- Provided entries -
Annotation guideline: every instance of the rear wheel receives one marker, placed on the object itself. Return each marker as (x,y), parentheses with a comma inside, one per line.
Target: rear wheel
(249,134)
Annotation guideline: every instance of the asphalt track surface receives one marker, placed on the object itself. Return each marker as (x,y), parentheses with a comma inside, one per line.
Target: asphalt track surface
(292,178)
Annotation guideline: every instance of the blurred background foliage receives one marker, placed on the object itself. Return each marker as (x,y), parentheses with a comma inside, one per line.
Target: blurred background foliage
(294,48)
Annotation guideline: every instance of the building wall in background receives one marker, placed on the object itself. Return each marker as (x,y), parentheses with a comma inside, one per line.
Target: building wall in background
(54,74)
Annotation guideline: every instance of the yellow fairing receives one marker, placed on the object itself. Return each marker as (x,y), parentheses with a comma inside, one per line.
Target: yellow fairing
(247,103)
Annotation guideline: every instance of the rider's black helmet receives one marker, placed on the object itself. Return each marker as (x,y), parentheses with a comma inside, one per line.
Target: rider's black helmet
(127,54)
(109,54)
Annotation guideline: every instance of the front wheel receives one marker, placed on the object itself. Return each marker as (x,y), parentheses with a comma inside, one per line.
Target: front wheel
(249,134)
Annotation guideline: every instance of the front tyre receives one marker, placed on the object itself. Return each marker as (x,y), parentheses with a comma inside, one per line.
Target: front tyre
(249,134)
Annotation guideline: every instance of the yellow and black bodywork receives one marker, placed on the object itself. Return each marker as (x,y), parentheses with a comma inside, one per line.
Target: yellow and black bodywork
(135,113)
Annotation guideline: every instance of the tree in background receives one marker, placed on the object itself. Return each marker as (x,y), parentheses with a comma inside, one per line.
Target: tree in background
==
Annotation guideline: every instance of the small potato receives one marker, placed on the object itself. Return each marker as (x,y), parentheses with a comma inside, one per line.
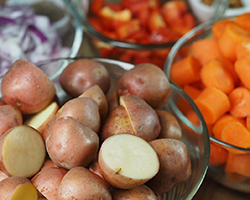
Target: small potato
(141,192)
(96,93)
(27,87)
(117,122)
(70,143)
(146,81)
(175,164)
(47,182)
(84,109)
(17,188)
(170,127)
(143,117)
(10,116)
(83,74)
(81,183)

- Exercise aim -
Reproduce verbatim the lines in the records above from the line with "Annotation guideline: every instance of the tree" to the line with "Target: tree in background", including both of those lines.

- Written response -
Annotation guideline: every instance of the tree in background receives one marker, placed on the object itself. Return each marker as (x,y), parentheses with a comma inside, one per line.
Target: tree in background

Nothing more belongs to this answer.